------ Extracted information ------

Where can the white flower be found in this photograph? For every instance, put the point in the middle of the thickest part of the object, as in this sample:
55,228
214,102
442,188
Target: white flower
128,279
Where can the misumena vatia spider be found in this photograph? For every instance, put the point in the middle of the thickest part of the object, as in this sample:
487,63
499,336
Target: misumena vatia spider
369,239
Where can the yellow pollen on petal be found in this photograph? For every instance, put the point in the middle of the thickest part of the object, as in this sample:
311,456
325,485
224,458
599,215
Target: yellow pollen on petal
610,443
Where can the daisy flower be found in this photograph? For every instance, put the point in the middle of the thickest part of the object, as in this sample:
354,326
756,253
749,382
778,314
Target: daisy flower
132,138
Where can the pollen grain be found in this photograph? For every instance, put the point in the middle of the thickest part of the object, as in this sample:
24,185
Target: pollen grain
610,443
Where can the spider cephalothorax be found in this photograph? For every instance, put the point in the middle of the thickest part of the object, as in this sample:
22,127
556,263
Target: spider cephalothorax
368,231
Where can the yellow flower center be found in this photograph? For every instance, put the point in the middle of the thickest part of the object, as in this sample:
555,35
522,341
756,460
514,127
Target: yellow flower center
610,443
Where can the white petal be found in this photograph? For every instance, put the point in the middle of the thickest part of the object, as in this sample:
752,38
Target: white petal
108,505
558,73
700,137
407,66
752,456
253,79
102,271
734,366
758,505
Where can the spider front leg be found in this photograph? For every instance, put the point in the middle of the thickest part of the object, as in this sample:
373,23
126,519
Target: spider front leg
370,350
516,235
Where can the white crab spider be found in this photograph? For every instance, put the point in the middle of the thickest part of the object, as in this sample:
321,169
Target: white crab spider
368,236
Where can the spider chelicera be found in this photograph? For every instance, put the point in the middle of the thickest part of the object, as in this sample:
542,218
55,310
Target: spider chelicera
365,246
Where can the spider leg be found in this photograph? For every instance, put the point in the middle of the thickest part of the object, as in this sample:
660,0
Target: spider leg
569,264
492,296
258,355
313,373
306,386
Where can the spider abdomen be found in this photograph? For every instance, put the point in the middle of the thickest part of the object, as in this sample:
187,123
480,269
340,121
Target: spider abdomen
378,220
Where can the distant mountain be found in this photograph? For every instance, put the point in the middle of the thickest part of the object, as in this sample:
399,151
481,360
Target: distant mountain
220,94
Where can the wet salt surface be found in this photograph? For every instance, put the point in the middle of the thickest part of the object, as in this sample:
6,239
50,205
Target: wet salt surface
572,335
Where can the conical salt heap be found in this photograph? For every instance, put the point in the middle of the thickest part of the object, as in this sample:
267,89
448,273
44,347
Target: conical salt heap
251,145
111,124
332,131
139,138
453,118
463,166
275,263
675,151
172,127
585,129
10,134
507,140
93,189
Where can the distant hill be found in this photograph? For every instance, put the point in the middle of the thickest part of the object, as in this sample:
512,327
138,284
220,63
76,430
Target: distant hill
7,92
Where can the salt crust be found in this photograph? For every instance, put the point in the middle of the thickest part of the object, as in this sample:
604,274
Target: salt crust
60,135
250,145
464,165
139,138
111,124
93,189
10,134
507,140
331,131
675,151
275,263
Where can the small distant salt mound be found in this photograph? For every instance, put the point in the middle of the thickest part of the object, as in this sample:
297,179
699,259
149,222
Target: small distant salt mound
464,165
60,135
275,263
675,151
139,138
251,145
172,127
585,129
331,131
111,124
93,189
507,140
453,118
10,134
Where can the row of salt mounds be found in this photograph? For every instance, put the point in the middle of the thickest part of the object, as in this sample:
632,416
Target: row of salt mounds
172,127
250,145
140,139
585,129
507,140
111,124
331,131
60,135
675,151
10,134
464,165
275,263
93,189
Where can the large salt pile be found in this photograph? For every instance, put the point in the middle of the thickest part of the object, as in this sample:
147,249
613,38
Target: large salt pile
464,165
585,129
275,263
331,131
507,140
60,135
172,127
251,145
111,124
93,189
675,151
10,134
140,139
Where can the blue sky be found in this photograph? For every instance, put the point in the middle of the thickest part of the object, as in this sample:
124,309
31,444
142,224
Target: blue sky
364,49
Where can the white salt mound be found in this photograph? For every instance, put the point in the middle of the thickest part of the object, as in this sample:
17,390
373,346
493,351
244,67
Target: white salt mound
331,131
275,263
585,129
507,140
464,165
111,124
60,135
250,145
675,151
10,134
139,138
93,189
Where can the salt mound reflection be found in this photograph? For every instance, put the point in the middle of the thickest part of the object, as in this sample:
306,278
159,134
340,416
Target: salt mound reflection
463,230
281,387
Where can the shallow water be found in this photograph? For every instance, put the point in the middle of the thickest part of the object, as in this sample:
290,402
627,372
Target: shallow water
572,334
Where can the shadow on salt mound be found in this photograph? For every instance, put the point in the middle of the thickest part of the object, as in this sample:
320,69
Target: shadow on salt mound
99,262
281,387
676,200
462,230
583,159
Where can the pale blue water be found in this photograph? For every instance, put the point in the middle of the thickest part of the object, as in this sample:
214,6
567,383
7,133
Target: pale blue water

------

Task brief »
From the records above, extract every entry verbatim.

Task solution »
Where can the white flower be found in this photograph? For every instance, put the point in the middle of the thickest part of the object, as in this sample:
55,228
214,102
442,188
Target: white flower
128,279
Where can the misumena vatia spider be found in this photograph? For every instance, put the point in the middle of the thickest part of the object, as in this sample:
487,63
499,336
Target: misumena vatia spider
369,239
Where can the yellow pollen on petal be found in this photograph? For every instance, put the point in the middle of the thickest part of the object, as in this sample:
311,456
325,485
224,458
599,215
Target: yellow pollen on petal
610,443
Where can the daisy flower be found in this photograph? For every instance, put the point in the middle of the thickest part of the object, as in this sample:
354,326
756,253
749,382
778,314
Target: daisy flower
132,138
Where can the pollen grain be found in this photograph? For every instance, put the point in the middle of the thickest part of the object, as in this sample:
24,185
Target: pollen grain
610,443
Where can the spider cephalothorax be found in this photograph? For every instance, put the point in the middle of the thickest part of the object, as in this sample:
22,127
556,263
Target: spider cephalothorax
368,231
Where can the yellow flower center be found in this photograph? For every instance, put the point in the middle of the thickest part of the object, as in this sample:
555,35
522,341
756,460
514,127
Target: yellow flower center
610,443
Where can the white petal be found in this photograph? For every instance, put the point in the middle of the thickest part of the object, as in this sample:
752,38
Target: white petal
108,505
558,73
700,137
407,66
752,456
253,79
102,271
734,366
758,505
Where can the spider front leg be found in this photograph? For every instance, put the point in the middle of the thickest part of the object, as in this sample:
373,23
126,519
Target: spider front leg
370,350
516,235
Where can the white crab spider be found in this photograph? For every instance, put the point in the middle of the thickest part of the object, as in this sample:
321,169
Target: white crab spider
368,236
Where can the spider chelicera be found in this photograph? For every instance, put the point in the middle of the thickest part of the object, as in this sample:
542,218
55,310
Target: spider chelicera
365,246
Where can the spider leg be found in this photograph? For every instance, put the point in the middle of the thickest part of the object, as in this sample:
660,0
Target: spider leg
569,264
492,296
258,355
313,373
306,386
Where can the spider abdomen be found in this photograph? For every instance, put the point in the middle of the thickest part of the object, as in this sample:
187,123
480,269
340,121
Target: spider abdomen
378,220
Where can the distant mountain be found in this photograph? For every instance, put the point in the middle of the thickest part of the object, as in this sample:
399,151
481,360
Target: distant mountain
220,94
Where can the wet salt surface be found in this photograph? For every instance, put the point in the middle of the thickest part of the object, as in this sample:
6,239
50,205
Target: wet salt surface
572,335
Where can the conical salt heap be found in this photograph? For every instance, put the point in the middle of the thickest part of the object, as in this sample:
267,89
448,273
44,347
Target: conical salt heap
251,145
111,124
332,131
139,138
453,118
463,166
275,263
675,151
172,127
585,129
10,134
507,140
93,189
Where can the distant hill be found in this photograph? For every instance, put the point in the middle of the thickest part of the object, as in this sample:
512,327
138,284
220,63
76,430
Target: distant hill
7,92
Where can the salt crust be found in this photograph? For every instance, put the point in the middle of the thickest part of the object, as in this sample:
604,274
Target: salt crust
60,135
250,145
464,165
139,138
111,124
93,189
10,134
507,140
331,131
675,151
275,263
Where can the small distant salt mound be found in this photograph? For every instance, put the point in the middle of the thickest part of the object, as in this sample:
297,179
699,259
149,222
Target: small distant salt mound
464,165
60,135
275,263
675,151
139,138
251,145
172,127
585,129
331,131
111,124
93,189
507,140
453,118
10,134
Where can the row of salt mounds be found in this photograph? For every instance, put the point in the middle of the thickest part of the object, as in this sample:
632,416
Target: row of salt mounds
172,127
250,145
140,139
585,129
507,140
111,124
331,131
60,135
675,151
10,134
464,165
275,263
93,189
Where can the large salt pile be found in this photograph? For every instance, put the point in the middle of the thickest part of the object, as in this sample:
147,249
613,38
Target: large salt pile
464,165
585,129
275,263
331,131
507,140
60,135
172,127
251,145
111,124
93,189
675,151
10,134
140,139
Where can the blue sky be found in this photograph? For every instance, put the point in the middle of the thickest part of the object, as in this sample:
124,309
31,444
142,224
Target: blue sky
364,49
Where can the white salt mound be found in this photograph? For every instance, put the point in the middle of the thickest part of the object, as in this sample:
17,390
373,346
493,351
244,67
Target: white salt mound
331,131
275,263
585,129
507,140
464,165
111,124
60,135
250,145
675,151
10,134
139,138
93,189
Where can the salt mound reflection be found in this photograph? For every instance, put the point in the middle of the thickest part of the object, as in this sample:
306,278
159,134
340,416
Target: salt mound reflection
463,230
281,387
Where can the shallow water be found in this photograph? For every instance, put the point in the middle of the thickest part of the object, as in this sample:
290,402
627,372
Target: shallow water
572,334
Where can the shadow on salt mound be found in this photograph? For every instance, put the point in the middle of the thickest part of the object, as in this sample:
320,69
Target: shadow on salt mound
99,262
281,387
676,200
462,230
583,159
Where can the pale blue water be found in this photograph? For every instance, put the point in the middle of the thickest part of the object, as in this sample:
214,6
567,383
7,133
Target: pale blue water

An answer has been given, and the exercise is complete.